SOURCE DOCUMENT:
◇ ◇ ◇ ◇ ◇ ◇ ◇

IcanDivideBy0 · 2020-02-29T09:26:13Z

From what I understand, the best place to put a delay to push back on the execution stack is in juniper itself here, right before the resolve_field_async; and keeping the delay here in the LoadFuture::poll. But it doesn't make much sense to put this in juniper for the purpose of this crate.

Does somebody have any thoughts on this ?

kolloch · 2020-03-17T17:28:10Z

Instead of the delay, I would propose yield_now:

https://docs.rs/tokio/0.2.13/tokio/task/fn.yield_now.html

I literally just had a look at this crate 10min ago so I am not ready to comment more but I'd also be interested in consistent behavior with async. I don't see the conceptional need for non-determinism there. (But I might be wrong).

cksac · 2020-03-23T15:25:17Z

I released new version 0.8 using async-await and some breaking change. see if you want to try it out.

◇ ◇ ◇ ◇ ◇ ◇ ◇

CHALLENGE A: In the forum thread, what does kolloch propose using instead of the delay?

◇ ◇ ◇ ◇ ◇ ◇ ◇

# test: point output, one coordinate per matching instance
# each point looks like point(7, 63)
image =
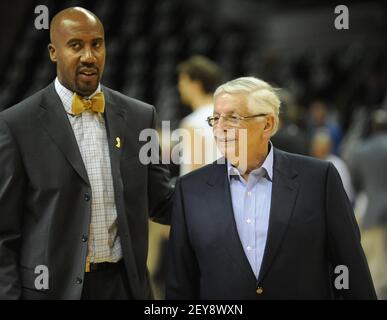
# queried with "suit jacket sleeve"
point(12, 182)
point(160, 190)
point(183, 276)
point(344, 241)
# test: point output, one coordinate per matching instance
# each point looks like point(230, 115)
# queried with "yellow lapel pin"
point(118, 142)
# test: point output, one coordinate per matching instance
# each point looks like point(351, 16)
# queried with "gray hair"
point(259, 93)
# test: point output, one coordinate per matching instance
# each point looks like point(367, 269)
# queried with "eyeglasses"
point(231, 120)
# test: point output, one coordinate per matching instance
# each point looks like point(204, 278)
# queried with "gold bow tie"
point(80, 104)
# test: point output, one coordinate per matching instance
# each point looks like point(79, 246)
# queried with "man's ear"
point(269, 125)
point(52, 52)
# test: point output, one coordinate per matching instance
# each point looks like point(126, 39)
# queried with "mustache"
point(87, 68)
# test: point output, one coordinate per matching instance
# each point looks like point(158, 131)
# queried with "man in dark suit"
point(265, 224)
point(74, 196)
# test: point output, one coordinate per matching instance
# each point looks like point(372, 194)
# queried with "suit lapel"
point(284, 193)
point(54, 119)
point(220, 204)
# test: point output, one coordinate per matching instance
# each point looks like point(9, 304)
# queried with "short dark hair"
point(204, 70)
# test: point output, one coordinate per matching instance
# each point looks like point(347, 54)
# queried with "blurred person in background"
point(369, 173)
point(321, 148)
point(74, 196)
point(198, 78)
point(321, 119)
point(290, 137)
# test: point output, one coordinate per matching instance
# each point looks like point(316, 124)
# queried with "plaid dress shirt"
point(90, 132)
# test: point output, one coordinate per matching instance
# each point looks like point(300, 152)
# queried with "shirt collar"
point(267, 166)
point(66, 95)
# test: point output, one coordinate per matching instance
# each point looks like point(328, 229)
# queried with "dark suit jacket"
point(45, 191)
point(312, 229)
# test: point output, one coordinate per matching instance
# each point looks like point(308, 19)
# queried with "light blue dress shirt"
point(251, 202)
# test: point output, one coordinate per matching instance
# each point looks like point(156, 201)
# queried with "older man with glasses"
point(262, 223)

◇ ◇ ◇ ◇ ◇ ◇ ◇

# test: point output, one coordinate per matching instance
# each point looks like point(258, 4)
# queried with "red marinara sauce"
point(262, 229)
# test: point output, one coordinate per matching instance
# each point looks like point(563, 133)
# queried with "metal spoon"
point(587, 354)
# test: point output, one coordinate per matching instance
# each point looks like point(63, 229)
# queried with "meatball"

◇ ◇ ◇ ◇ ◇ ◇ ◇

CHALLENGE B: Tally the lines of the entries that contain the string "shirt", with case counting, and give only the number.

CORRECT ANSWER A: yield_now

CORRECT ANSWER B: 3